>> Start

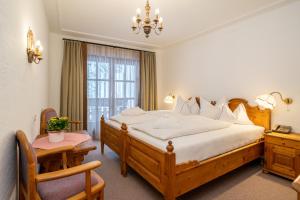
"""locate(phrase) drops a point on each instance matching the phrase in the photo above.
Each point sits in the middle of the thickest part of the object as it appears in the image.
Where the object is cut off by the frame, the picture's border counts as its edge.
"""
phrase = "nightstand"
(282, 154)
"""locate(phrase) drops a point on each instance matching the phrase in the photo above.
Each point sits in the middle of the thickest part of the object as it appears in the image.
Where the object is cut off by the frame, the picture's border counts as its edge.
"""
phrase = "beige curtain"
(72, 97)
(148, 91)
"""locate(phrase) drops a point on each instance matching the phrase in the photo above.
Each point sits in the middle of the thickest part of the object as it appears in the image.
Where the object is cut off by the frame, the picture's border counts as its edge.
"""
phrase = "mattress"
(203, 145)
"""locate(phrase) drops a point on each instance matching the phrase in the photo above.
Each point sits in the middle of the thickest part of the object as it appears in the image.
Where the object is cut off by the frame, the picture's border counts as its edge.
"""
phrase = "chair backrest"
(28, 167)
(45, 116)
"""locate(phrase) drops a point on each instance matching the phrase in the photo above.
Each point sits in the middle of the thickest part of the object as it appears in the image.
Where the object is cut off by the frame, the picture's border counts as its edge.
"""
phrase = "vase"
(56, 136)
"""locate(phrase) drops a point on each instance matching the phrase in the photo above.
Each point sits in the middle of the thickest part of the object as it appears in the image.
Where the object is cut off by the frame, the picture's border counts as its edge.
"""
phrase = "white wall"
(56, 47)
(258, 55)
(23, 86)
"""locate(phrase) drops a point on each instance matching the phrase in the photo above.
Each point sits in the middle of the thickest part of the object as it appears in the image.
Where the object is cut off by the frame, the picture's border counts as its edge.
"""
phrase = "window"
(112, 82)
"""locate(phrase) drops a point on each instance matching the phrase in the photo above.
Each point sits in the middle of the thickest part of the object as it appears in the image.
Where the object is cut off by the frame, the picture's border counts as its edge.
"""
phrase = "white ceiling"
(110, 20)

>> End

EXERCISE DESCRIPTION: Collect every line of the entries above that contains the word "white". Case counts.

THE RESPONSE:
phrase = "white wall"
phrase = "white ceiling"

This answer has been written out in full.